* **Text shown**
It is very easy to make the mistake of thinking that the lower level collection IDs are “fully qualified” and isolated from others of the same name, but that’s not how it works. 


Take, for example, the following example data structures:


/snapshots/<ID>/history

/prices/<ID>/history



Here we have two history collections, with very different purposes and containing very different data. 


At first look this structure seems reasonable and the basics work fine, if you query /snapshots/<ID>/history you only get back snapshot documents, if you query /prices/<ID>/history you only get price documents. 


Makes sense, the two are totally separate, right? Wrong!


Under the hood in Firestore, these two history collections are actually one and the same. This can lead to a number of unexpected issues, for example:


  • Index rules and exceptions are set per collection ID, so if you have a specific index-exemption optimisation you want to apply, or a potentially expensive compound index you want to create, you can’t create it for just one usage of the history collection ID. It will be applied to all, not necessarily what you want


  • You can’t use the Firestore import/export tool on a fully qualified path, you can only use it on specific collection IDs. So it is impossible to backup or restore the /snapshots/<ID>/history or /prices/<ID>/history documents in isolation, you have to mix what might be very different types of data


  • The Firestore import/export tool assumes that the data for a given collection ID is homogeneous. This is an undocumented assumption. So in our example, if the /snapshots/<ID>/history collection has a small number of large documents and the /prices/<ID>/history collection has a very large number of small documents, that means bad times for whatever internal partitioning the import/export tool is using. We have personally experienced import/export times jumping from minutes to several hours, due to storing non-homogeneous data. This is a very easy mistake to make when seemingly separate collections are actually linked


The solution for all of this is simple, albeit ugly and against my preference for DRY. Your collection IDs should avoid generic names and instead should be unique per use case, like this:


/snapshots/<ID>/snapshots_history

/prices/<ID>/prices_history


Lesson 2: Delete or archive old Firestore documents

Firestore does not provide any kind of automated backup service. The closest thing they have is the import/export tool, which you have to orchestrate yourself. 


This tool allows you to take a backup of the database relatively easily, however it is important to realise that it is not a delta, it is a full backup of every document in the database and you are billed for the cost of a read on every one of those documents!


At first look, the costs of Firestore look pretty affordable (and they are) with read costs a tiny $0.036/100k document reads. As your database size increases though, these costs really start to stack up.

* **Given records**
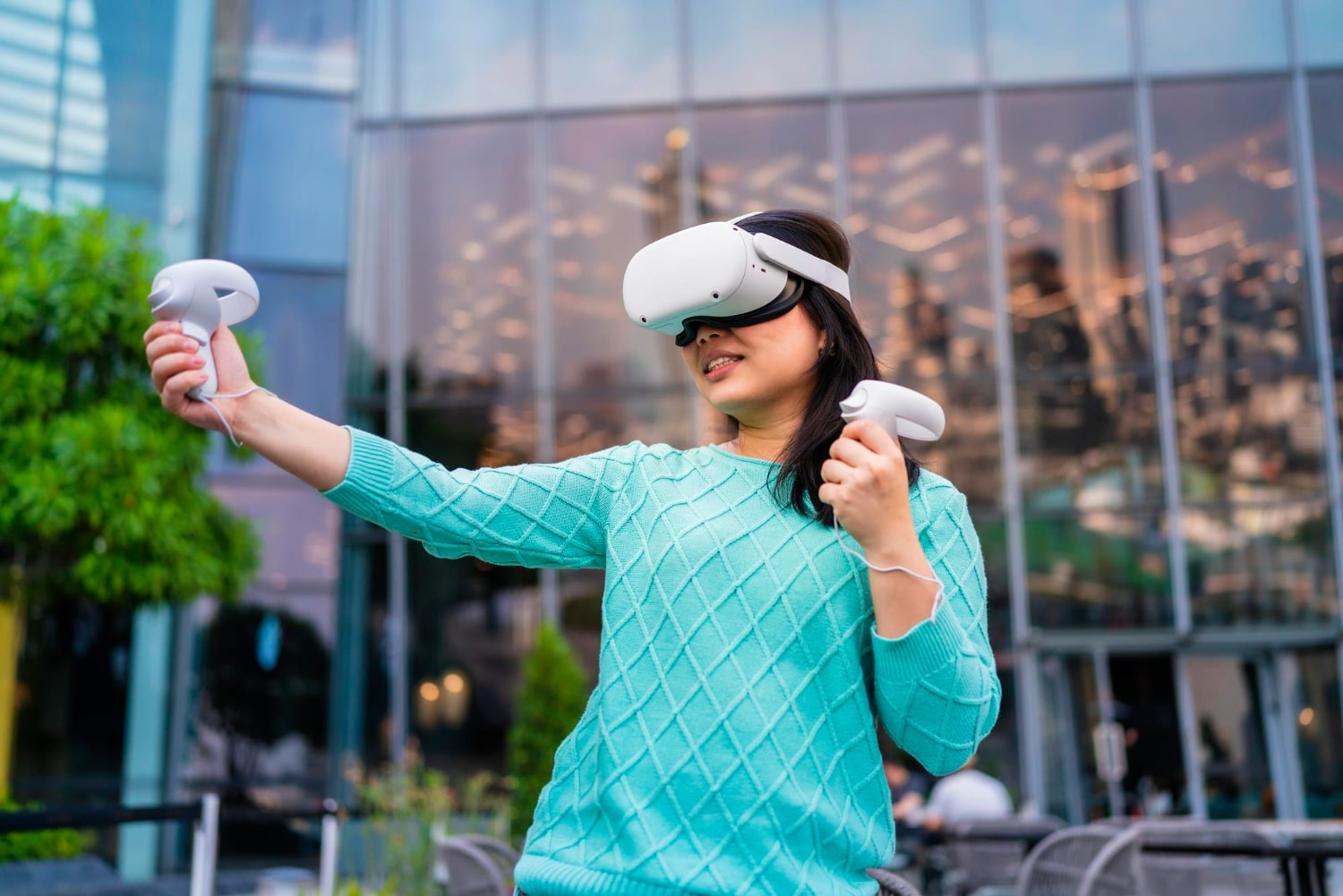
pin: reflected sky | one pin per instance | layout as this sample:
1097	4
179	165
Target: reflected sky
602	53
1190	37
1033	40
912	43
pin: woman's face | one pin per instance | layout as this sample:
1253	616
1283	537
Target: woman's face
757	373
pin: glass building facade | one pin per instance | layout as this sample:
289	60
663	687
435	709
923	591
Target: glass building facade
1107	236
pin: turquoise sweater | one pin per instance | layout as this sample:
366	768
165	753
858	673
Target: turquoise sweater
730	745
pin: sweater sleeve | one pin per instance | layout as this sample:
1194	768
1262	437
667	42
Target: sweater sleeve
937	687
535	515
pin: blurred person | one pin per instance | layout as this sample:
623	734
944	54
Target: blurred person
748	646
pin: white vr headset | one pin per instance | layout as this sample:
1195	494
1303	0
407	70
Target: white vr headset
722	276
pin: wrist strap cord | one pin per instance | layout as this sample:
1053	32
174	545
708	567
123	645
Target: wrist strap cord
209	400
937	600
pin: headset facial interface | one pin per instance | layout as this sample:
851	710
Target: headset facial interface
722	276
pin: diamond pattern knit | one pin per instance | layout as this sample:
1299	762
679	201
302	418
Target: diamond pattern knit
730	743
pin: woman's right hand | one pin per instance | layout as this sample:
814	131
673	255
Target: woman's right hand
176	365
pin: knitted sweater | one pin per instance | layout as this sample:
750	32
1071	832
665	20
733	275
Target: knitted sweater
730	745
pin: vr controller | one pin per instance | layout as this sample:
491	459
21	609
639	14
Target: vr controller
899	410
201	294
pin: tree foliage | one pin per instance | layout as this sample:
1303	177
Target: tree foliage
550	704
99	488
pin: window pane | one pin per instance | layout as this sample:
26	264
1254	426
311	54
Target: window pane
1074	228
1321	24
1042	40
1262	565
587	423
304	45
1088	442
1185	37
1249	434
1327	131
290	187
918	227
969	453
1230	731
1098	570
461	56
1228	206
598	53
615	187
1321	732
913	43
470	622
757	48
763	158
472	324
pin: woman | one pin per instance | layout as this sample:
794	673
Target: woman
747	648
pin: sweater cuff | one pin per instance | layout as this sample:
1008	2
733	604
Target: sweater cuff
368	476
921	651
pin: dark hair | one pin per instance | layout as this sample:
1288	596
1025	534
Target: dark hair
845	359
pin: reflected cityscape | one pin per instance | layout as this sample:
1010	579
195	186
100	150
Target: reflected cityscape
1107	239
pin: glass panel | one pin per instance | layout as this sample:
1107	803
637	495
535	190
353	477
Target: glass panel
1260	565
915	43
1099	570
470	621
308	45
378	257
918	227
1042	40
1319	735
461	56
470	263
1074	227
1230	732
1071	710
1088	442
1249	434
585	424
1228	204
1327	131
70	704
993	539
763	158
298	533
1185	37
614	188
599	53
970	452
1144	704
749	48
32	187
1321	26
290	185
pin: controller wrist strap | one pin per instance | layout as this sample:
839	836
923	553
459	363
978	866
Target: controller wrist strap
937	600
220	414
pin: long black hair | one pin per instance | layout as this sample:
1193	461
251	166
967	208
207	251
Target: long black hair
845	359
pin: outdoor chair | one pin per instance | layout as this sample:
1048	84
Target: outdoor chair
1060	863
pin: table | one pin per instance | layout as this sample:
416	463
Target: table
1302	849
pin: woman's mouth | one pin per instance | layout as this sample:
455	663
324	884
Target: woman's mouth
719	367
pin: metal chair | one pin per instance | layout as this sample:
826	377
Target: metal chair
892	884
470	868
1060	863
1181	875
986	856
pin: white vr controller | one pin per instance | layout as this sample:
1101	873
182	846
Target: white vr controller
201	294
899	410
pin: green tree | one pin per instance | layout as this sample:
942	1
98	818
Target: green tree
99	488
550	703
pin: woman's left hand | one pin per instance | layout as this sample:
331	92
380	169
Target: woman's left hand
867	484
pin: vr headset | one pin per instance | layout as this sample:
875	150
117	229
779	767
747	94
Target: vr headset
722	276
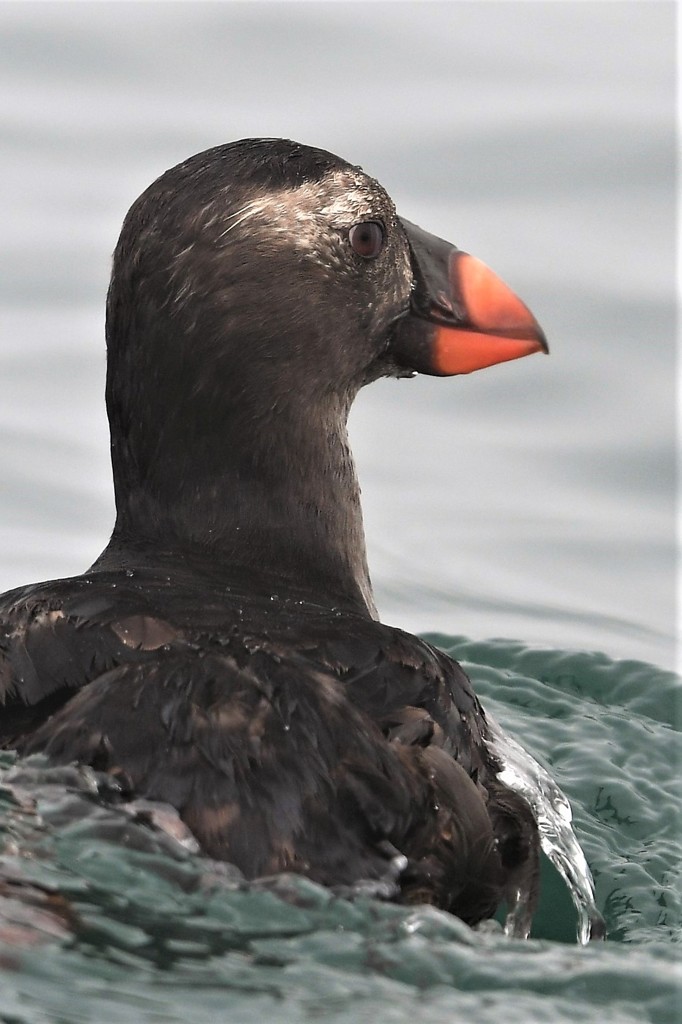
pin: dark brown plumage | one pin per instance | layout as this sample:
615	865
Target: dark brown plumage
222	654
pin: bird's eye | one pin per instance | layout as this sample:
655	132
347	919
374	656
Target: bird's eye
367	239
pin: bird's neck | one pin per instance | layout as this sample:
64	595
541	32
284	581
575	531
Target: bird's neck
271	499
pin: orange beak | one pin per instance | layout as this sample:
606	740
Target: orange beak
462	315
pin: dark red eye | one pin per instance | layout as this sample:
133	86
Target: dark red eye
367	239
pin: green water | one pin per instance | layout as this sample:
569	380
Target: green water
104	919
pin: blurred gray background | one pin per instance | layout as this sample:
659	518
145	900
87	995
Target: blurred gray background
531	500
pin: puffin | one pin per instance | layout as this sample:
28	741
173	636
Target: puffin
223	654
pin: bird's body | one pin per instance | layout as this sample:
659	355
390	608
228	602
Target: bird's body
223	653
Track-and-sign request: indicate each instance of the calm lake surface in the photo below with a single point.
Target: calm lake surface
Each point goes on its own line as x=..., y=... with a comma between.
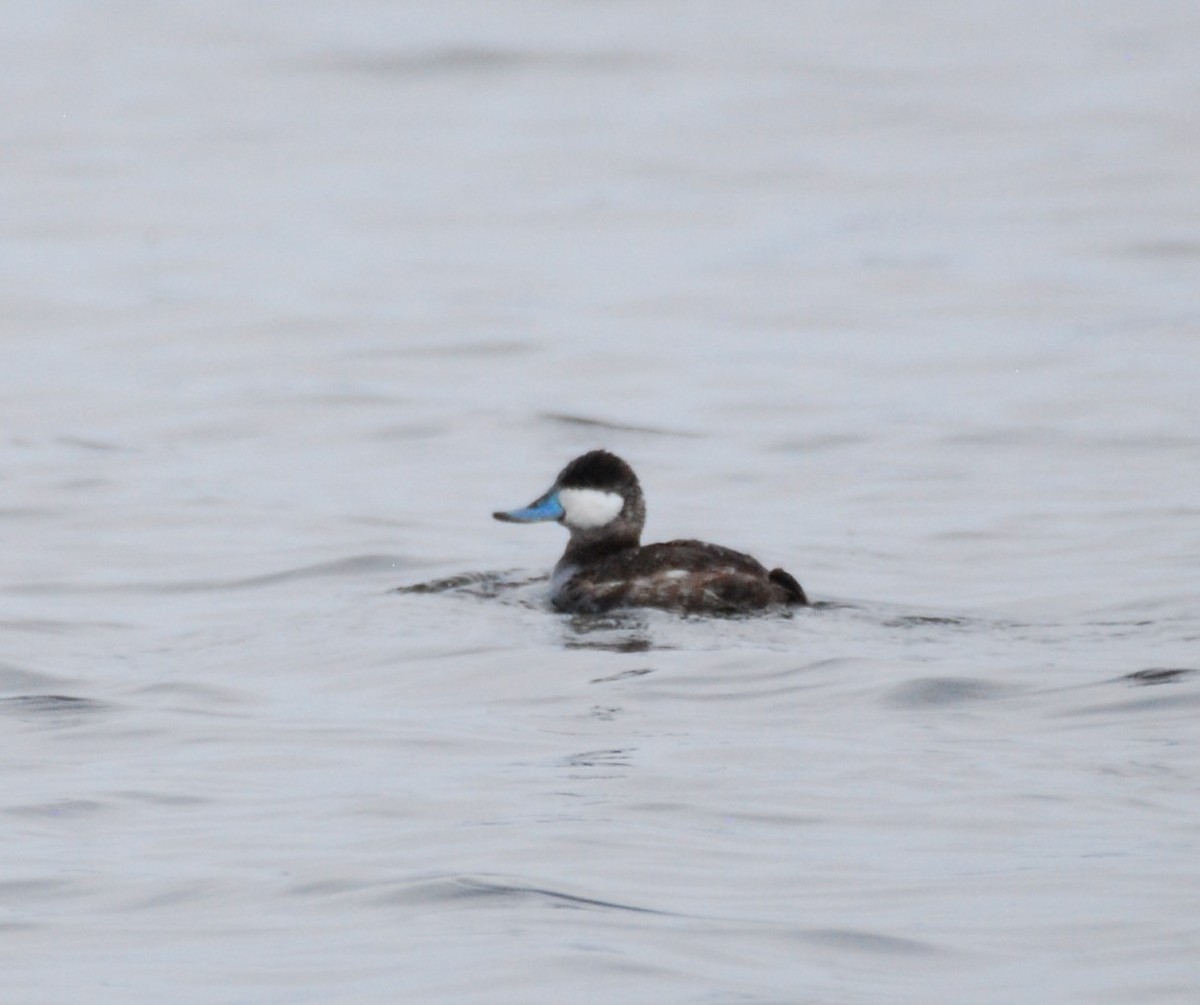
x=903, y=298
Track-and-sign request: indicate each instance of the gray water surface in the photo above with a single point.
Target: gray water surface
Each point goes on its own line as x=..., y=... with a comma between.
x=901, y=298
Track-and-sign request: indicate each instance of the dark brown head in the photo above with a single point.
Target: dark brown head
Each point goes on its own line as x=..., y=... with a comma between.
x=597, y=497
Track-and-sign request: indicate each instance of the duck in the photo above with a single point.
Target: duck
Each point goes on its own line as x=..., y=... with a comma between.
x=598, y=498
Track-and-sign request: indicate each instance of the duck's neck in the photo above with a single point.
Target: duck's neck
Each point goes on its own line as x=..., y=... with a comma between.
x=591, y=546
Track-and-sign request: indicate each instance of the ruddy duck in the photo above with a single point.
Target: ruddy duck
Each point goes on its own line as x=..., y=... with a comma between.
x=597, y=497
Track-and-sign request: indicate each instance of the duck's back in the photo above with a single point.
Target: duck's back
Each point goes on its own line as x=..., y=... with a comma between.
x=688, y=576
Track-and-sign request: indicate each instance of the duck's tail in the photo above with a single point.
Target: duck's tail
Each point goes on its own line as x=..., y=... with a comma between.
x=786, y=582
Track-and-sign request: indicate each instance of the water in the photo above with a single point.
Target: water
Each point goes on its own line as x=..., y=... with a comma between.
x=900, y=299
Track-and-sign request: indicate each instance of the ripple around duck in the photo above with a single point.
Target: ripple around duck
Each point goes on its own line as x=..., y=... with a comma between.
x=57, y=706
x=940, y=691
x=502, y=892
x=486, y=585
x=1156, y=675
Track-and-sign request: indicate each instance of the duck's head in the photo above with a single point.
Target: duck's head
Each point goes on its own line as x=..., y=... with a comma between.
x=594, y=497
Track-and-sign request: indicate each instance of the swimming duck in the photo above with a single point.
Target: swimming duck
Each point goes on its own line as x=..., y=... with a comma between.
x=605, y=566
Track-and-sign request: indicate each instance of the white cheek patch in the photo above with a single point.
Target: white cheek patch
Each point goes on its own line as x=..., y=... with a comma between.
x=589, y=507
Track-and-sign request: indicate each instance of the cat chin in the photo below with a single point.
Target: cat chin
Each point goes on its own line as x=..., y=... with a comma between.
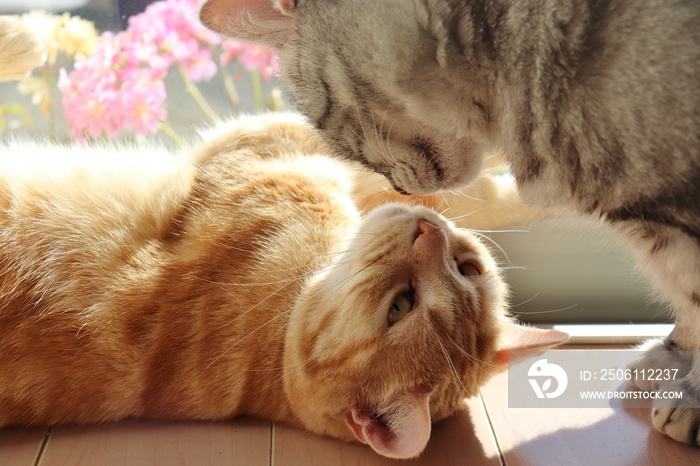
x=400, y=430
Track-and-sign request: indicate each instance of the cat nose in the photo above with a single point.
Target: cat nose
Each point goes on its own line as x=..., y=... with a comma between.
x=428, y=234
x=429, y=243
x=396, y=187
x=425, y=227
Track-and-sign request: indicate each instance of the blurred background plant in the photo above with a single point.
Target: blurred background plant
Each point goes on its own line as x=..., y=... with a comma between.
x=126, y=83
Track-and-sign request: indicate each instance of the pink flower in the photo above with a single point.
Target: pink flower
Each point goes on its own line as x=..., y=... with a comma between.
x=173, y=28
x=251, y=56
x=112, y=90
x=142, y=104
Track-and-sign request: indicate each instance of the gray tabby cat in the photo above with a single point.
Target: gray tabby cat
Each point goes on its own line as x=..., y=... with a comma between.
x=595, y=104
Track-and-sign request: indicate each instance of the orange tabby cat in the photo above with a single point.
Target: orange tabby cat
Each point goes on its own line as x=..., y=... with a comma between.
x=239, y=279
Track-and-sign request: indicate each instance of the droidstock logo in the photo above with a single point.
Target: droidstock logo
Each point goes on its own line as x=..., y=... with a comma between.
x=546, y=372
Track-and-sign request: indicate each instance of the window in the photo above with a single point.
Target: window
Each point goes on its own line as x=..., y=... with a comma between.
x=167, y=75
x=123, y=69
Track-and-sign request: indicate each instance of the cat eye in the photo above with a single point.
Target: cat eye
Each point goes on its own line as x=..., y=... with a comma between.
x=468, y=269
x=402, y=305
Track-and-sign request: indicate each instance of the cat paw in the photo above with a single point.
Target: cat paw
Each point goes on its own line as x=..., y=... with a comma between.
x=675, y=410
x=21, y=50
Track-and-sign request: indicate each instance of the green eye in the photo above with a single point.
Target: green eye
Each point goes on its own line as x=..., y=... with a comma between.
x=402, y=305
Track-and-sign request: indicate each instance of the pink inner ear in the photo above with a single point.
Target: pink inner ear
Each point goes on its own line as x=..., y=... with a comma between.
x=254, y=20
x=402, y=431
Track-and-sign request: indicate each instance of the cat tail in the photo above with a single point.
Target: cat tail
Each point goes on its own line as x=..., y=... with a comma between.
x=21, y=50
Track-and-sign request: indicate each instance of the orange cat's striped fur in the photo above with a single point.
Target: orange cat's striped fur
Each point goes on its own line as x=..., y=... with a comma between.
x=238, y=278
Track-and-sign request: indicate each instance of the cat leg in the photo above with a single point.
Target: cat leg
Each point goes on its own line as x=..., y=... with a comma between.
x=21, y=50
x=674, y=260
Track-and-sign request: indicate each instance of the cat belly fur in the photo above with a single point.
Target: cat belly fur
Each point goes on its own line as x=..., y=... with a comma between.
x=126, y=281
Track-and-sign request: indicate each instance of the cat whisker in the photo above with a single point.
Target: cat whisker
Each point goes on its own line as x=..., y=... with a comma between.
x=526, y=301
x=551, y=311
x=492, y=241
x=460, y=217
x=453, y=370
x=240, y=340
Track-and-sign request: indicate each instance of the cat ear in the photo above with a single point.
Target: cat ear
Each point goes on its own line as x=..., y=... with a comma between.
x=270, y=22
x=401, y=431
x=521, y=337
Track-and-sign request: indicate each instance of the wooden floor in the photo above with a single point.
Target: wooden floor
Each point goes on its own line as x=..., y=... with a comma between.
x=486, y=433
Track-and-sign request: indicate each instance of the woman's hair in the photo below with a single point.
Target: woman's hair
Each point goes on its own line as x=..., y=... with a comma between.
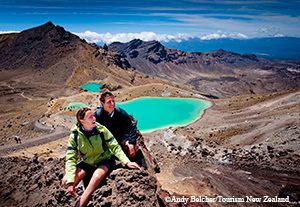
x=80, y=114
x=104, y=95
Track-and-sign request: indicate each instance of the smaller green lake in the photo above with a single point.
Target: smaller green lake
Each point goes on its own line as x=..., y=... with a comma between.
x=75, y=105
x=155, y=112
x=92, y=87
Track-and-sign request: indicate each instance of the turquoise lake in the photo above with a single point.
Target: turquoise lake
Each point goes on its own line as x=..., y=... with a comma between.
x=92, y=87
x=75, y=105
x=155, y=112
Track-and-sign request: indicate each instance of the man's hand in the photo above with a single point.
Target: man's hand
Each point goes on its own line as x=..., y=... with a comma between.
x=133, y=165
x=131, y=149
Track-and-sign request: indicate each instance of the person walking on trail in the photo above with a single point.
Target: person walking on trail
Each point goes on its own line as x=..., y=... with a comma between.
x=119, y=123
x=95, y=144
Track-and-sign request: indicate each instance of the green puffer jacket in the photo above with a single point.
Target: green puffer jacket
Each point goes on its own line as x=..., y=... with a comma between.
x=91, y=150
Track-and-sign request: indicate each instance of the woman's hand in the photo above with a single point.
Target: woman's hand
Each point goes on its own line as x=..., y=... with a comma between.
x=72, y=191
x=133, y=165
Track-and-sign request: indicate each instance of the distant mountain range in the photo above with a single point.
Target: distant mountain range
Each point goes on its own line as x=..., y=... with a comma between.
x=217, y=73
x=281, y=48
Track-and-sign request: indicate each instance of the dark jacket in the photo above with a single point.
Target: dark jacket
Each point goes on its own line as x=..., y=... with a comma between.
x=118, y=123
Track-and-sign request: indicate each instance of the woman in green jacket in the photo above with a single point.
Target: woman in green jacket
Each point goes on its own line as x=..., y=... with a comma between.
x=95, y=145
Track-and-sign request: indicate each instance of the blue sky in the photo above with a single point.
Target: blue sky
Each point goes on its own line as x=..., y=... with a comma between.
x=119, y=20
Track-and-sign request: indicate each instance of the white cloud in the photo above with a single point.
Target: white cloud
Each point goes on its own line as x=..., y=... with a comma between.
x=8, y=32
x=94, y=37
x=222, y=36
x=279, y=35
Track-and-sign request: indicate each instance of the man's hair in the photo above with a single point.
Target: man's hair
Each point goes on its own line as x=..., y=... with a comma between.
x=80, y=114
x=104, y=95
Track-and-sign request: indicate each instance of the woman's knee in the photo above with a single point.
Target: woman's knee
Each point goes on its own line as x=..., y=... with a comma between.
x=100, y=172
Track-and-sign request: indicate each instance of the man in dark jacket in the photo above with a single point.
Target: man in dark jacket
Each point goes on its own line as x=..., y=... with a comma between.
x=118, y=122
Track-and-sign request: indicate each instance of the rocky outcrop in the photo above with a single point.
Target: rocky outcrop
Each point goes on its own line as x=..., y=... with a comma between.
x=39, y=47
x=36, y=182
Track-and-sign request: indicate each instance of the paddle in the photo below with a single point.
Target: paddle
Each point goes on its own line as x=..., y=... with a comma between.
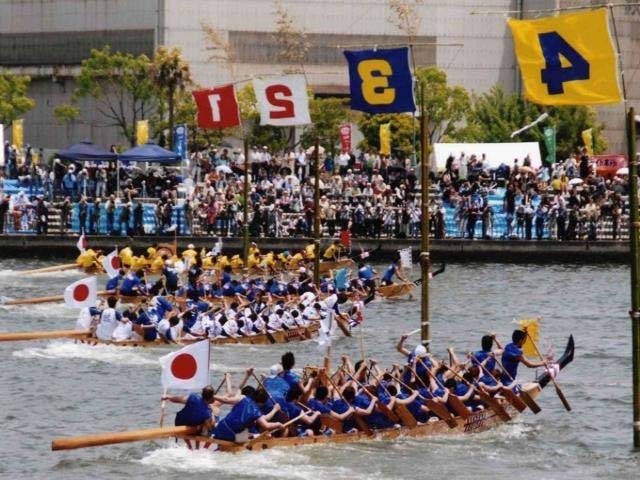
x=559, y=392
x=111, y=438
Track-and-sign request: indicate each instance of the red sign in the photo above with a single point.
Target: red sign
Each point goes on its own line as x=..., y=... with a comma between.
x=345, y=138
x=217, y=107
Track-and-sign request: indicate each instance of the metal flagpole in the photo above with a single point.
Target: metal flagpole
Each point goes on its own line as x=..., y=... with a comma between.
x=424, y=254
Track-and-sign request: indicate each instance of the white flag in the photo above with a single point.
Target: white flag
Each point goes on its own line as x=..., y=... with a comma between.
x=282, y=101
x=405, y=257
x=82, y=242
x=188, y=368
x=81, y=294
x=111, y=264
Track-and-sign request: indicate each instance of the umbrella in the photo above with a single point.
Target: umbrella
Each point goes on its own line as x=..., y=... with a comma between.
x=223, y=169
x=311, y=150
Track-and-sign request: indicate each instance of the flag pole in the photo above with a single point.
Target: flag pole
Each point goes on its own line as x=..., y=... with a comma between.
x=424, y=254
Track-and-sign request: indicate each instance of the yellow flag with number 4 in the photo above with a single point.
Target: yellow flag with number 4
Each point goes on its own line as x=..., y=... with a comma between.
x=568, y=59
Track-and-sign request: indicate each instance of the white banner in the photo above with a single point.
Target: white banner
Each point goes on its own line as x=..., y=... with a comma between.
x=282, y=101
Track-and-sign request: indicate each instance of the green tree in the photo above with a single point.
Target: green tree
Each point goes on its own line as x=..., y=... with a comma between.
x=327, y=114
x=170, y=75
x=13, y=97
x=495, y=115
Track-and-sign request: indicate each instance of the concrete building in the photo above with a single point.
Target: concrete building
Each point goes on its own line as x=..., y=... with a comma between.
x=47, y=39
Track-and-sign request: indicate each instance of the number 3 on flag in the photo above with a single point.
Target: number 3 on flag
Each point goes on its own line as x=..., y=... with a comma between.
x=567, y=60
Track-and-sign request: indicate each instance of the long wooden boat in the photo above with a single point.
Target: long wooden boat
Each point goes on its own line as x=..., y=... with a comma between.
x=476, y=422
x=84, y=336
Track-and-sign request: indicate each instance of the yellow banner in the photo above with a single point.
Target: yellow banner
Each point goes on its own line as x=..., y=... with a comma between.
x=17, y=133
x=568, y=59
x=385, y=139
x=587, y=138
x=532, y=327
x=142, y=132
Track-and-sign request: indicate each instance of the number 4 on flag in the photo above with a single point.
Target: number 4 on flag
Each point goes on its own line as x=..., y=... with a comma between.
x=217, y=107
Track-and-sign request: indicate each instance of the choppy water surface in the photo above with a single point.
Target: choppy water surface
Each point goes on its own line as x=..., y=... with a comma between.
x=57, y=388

* **Task**
Carry on the piece about Firestore collection naming and backup costs from its last sentence.

* **Result**
Costs per backup (assuming 1 backup per day):


10M doc backup -> $3.6/day -> $109.20/month

100M doc backup -> $36/day -> $1092/month

500M doc backup -> $180/day -> $5460/month


If, like us, your risk tolerance means you need to backup your data multiple times per day and regulations mean you need to retain data for years, then the multiples can quickly make the cost of keeping everything in Firestore unsustainable, especially if your data design is biased towards lots of small documents.


As a result of the above I would strongly recommend you consider what data you need to hold onto and what you can delete outright. For historical data that needs to be retained, consider developing an archival process where you move documents to a cheaper long-term storage medium.


It has taken non-trivial effort, but by keeping our Firestore dataset to a lean record of current data, we have kept the costs very reasonable. In future we may look at rolling our own streaming backup utility, but I really hope that Google comes up with a managed service before we resort to that.


Lesson 3: Don’t use dynamic collection IDs

Some of our initial data structures involved dynamically created collection IDs. On the face of it this seemed a perfectly reasonable design decision, for example partitioning data by date:


/prices/<ID>/2020-01-01/...

/prices/<ID>/2020-01-02/…


In this example 2020-01-01 and 2020-01-02 are distinct collection IDs, with collections of documents that sit underneath them. 


This approach works seamlessly and Firestore allows you to implicitly declare collections just by creating the documents underneath them, something Google themselves highlight.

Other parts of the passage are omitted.